- What you need to do -
From the listing, collect all lines containing the word "follow".

BEGIN Available records

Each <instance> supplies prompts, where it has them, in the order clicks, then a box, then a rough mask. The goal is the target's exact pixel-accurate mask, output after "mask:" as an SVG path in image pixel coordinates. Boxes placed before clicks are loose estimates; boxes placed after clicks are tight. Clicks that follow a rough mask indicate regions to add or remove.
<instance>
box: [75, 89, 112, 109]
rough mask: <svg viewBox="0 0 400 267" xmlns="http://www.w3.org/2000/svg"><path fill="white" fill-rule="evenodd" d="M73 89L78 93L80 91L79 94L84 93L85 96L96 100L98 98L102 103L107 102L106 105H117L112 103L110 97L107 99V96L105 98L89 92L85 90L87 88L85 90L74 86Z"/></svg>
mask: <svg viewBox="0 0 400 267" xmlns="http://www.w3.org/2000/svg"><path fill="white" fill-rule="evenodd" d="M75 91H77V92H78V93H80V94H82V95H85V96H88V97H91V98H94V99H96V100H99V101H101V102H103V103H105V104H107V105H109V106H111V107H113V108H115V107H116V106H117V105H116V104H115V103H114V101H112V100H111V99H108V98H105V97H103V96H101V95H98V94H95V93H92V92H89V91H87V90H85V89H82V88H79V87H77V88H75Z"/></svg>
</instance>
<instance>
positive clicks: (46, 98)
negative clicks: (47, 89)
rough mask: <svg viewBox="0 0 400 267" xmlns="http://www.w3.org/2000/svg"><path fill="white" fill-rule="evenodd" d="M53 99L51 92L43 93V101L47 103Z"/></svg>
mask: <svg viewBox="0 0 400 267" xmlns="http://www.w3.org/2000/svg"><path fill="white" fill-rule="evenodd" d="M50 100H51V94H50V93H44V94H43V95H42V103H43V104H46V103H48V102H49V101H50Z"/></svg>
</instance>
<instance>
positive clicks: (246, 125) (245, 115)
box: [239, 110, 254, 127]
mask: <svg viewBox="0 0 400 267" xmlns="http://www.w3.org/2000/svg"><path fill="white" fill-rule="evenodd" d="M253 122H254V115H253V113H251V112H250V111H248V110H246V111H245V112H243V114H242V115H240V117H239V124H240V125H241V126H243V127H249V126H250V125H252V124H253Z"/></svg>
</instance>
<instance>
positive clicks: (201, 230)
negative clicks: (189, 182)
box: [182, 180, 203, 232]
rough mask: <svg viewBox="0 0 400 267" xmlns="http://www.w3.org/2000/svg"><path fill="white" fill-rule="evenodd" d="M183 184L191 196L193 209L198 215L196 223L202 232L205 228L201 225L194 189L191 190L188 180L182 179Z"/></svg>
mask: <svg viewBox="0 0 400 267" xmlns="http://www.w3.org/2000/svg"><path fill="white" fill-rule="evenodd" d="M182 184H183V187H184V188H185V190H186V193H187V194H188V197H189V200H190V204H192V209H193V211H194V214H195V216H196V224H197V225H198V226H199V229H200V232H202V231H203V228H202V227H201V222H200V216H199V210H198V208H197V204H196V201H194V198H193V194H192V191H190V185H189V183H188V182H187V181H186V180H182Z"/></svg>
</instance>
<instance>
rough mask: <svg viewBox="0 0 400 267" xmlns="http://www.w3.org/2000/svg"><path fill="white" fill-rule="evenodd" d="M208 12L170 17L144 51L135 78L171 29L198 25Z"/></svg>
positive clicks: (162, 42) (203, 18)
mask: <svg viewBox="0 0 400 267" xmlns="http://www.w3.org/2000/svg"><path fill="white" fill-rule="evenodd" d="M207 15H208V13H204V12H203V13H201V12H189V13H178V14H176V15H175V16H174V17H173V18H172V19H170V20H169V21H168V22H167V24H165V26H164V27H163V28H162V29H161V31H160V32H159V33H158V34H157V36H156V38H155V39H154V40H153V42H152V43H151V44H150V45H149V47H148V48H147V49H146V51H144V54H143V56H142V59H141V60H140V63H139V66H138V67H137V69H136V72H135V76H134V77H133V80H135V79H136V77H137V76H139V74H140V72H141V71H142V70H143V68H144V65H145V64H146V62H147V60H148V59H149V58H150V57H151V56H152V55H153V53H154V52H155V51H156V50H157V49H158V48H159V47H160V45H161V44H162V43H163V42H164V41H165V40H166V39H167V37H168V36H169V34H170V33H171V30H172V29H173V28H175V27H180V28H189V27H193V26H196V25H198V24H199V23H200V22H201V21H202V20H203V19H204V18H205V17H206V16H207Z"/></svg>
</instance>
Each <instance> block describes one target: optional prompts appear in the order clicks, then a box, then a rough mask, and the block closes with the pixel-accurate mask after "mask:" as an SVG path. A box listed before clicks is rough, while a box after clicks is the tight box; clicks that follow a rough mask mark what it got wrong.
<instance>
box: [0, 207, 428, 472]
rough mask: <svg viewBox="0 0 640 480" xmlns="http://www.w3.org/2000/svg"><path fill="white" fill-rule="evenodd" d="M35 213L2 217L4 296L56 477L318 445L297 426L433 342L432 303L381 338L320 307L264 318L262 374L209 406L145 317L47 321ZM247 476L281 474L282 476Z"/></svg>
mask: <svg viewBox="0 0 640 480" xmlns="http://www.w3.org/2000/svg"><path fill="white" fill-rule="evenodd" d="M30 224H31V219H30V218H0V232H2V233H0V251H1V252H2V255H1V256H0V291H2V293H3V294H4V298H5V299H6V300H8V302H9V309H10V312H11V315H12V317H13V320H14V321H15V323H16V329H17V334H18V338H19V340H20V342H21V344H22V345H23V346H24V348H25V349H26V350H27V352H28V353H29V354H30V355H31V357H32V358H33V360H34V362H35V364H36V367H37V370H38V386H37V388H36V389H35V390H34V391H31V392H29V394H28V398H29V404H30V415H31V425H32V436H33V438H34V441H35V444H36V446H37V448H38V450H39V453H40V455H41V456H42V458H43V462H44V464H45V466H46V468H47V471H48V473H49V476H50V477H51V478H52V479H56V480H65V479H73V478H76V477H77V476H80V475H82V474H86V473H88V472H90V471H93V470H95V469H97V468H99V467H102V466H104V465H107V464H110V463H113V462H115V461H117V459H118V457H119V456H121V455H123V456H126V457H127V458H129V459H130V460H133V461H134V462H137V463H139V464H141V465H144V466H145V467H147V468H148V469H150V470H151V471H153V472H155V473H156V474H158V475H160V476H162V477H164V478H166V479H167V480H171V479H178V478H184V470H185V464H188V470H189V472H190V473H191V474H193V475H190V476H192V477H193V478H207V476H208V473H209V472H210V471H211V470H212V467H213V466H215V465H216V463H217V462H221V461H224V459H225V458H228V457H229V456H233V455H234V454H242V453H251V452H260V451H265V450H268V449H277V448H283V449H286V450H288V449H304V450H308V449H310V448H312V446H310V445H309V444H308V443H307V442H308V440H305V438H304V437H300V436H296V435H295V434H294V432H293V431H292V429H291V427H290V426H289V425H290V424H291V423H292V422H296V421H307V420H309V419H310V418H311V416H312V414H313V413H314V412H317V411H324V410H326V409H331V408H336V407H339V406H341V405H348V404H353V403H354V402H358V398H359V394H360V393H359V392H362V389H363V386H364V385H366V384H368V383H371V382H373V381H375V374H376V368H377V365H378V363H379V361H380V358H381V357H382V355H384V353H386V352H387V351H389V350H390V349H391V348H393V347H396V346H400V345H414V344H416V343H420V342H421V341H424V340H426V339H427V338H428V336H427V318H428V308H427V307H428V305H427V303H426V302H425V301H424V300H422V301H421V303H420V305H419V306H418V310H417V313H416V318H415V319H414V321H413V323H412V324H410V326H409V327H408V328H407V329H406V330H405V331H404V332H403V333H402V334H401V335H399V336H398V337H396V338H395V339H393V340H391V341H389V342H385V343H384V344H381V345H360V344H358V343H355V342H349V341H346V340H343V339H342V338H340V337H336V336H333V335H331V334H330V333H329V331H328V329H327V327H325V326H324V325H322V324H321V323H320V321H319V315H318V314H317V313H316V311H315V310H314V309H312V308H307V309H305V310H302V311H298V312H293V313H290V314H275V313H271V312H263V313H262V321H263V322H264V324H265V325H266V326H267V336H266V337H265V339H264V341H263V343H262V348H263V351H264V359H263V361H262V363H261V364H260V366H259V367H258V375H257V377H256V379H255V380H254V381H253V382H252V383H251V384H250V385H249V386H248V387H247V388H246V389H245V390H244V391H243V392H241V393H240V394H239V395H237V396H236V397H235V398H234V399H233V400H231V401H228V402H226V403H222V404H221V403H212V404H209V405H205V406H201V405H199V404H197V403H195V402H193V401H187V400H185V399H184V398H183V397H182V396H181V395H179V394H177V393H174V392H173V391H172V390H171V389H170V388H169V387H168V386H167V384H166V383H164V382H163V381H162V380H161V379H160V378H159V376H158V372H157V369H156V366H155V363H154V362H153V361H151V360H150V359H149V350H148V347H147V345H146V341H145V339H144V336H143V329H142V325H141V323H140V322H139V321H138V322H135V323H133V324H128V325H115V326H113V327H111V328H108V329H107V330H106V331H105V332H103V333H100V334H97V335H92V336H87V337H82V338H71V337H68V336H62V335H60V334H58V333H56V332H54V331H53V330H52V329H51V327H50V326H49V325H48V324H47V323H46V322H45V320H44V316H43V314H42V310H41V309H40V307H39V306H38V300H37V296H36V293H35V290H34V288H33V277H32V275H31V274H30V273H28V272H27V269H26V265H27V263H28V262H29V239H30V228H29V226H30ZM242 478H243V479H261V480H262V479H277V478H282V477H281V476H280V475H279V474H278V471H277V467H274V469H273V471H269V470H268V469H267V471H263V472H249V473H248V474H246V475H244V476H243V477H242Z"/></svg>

END Available records

- Output for this task -
Each <instance> supplies prompts, where it has them, in the order clicks, then a box, then a rough mask. The goal is the target's exact pixel-accurate mask, output after "mask:" as an SVG path in image pixel coordinates. Boxes placed before clicks are loose estimates; boxes placed after clicks are tight. Clicks that follow a rough mask indicate regions to add or remove.
Each <instance> block describes one target: optional prompts appear in the order clicks, then a box, then a rough mask, and the block closes with the pixel-accurate mask after "mask:" as an SVG path. A box listed before clicks is rough, while a box after clicks is the tight box; clicks that follow a rough mask mark what it got wrong.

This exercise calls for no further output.